## BEGIN DOCUMENT EXCERPT

Now we can use our helper functions from the irtools
package to help summarise our results.
summarise_brms_results
We can use the summarise_brms_results
function to pull out some summary information from our fitted model including the effect size, our point estimate for the effect as well as our credible interval. Note that brms
added a “b_” before our variable.
make_standardized_betas
Note that the values from the summarise_brms_results
are on the original scale (e.g. points on a 4.0 GPA scale). However, when we are comparing across several different parameters sometimes we like to include standardized values in order to judge the order of magnitude (e.g. a 1pt GPA jump might be a bigger effect than a 1 hour move in credits earned). The make_standardized_betas
function will standardize our coefficients.
(std_betas <- make_standardized_betas(fit_gpa, coef = "b_treated") %>%
add_column(Outcome = "gpa"))
#> # A tibble: 1 x 4
#> std_beta_mu std_lower std_upper Outcome
#> <dbl> <dbl> <dbl> <chr>
#> 1 0.201 0.129 0.273 gpa
Typically we want to look at these two tables together so we could easily combine them with:
(combined_results <- summaries %>%
left_join(std_betas, by = "Outcome"))
#> term estimate std.error lower upper mu_gpa
#> 1 b_treated 0.08582733 0.01893032 0.05511923 0.1165057 0.08582733
#> cohen_d cles type non_zero_effect Outcome std_beta_mu
#> 1 0.4140671 0.6605875 Cohen's D 1 gpa 0.201125
#> std_lower std_upper
#> 1 0.1291646 0.2730157
The next step is to combine the results into the appropriate data frame structure. It is important that certain column names exist in order to use the make_regression_results_graph
. These include those from the previously joined brms
results as well as fields for
Pretty_Title
significant
description
For example see below how I add them. In the usualsuspects
template most of this step is completely automated.
regression_fi <- combined_results %>%
add_column(Pretty_Title = "Grade Point Average") %>%
# Clean up and add some flags
mutate_if(is.numeric, round, digits = 2) %>%
left_join(outcome_description) %>%
select(Pretty_Title, everything(), -Outcome) %>%
mutate(significant = case_when(
lower < 0 & upper < 0~ 1,
lower > 0 & upper > 0 ~ 1,
TRUE~ 0
)) %>%
mutate(description =ifelse(significant == 1, case_when(
abs(cohen_d) < 0.05 ~ "Small",
abs(cohen_d) >= 0.05 & abs(cohen_d) < 0.2~ "Medium",
abs(cohen_d) >= 0.2 ~ "Large",
), "")) %>%
make_regression_results_graph(treated_name = "Treated")
#> Joining, by = c("Outcome", "Pretty_Title")
Now we can use the make_tie_fighter_plot
function to generate our familiar plot.
This graph shows the standardized betas, uses the different criteria for effect size and includes the legend. If the initial table has more values (e.g. GPA, hrs earned, etc, this will automatically display them all together).

## END DOCUMENT EXCERPT
## BEGIN DATA ENTRIES

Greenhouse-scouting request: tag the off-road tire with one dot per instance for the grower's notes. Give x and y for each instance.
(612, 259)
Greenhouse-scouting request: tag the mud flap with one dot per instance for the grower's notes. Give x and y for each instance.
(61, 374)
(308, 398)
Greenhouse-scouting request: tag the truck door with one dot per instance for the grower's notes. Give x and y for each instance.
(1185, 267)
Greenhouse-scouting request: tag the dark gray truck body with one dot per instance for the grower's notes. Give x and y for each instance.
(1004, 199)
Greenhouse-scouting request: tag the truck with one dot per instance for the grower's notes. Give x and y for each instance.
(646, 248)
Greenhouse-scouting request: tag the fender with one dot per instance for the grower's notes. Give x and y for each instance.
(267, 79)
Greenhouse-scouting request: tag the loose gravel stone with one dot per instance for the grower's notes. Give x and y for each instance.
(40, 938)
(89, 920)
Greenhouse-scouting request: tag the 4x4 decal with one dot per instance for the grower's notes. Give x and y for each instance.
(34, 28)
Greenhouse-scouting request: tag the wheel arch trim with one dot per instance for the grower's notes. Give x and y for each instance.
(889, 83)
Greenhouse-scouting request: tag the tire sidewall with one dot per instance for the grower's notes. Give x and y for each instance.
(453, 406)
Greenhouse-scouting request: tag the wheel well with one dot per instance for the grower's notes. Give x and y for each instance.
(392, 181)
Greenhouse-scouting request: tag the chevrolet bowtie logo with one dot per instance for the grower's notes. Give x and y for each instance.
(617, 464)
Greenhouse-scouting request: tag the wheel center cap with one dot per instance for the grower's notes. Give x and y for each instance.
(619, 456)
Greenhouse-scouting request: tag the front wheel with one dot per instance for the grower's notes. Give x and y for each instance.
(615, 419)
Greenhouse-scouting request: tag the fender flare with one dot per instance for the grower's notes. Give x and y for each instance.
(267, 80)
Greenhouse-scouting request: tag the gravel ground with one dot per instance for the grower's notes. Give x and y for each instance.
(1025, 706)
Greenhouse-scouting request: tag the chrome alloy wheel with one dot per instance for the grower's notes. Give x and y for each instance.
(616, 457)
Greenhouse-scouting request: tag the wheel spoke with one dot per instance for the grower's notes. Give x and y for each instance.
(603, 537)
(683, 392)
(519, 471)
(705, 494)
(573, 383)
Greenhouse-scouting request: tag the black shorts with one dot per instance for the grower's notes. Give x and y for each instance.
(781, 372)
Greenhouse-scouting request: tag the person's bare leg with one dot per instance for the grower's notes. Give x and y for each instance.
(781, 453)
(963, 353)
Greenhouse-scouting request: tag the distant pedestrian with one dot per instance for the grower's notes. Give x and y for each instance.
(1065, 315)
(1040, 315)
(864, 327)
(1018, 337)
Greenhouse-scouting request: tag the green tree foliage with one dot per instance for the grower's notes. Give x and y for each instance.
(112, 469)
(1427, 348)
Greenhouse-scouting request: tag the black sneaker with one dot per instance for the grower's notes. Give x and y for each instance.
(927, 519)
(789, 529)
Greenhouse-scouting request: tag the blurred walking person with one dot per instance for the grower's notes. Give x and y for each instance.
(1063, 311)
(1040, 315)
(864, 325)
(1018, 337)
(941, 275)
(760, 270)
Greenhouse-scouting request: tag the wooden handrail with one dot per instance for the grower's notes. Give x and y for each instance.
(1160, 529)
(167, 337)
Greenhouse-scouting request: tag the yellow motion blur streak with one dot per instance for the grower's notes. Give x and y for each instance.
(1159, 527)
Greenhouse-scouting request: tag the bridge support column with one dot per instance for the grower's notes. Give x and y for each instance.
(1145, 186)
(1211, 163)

## END DATA ENTRIES

### STATED TASK
Can you pull the passage of the irtools tutorial above between "#> term estimate" and "is completely automated.", inclusive?

### RESULT BELOW
#> term estimate std.error lower upper mu_gpa
#> 1 b_treated 0.08582733 0.01893032 0.05511923 0.1165057 0.08582733
#> cohen_d cles type non_zero_effect Outcome std_beta_mu
#> 1 0.4140671 0.6605875 Cohen's D 1 gpa 0.201125
#> std_lower std_upper
#> 1 0.1291646 0.2730157
The next step is to combine the results into the appropriate data frame structure. It is important that certain column names exist in order to use the make_regression_results_graph
. These include those from the previously joined brms
results as well as fields for
Pretty_Title
significant
description
For example see below how I add them. In the usualsuspects
template most of this step is completely automated.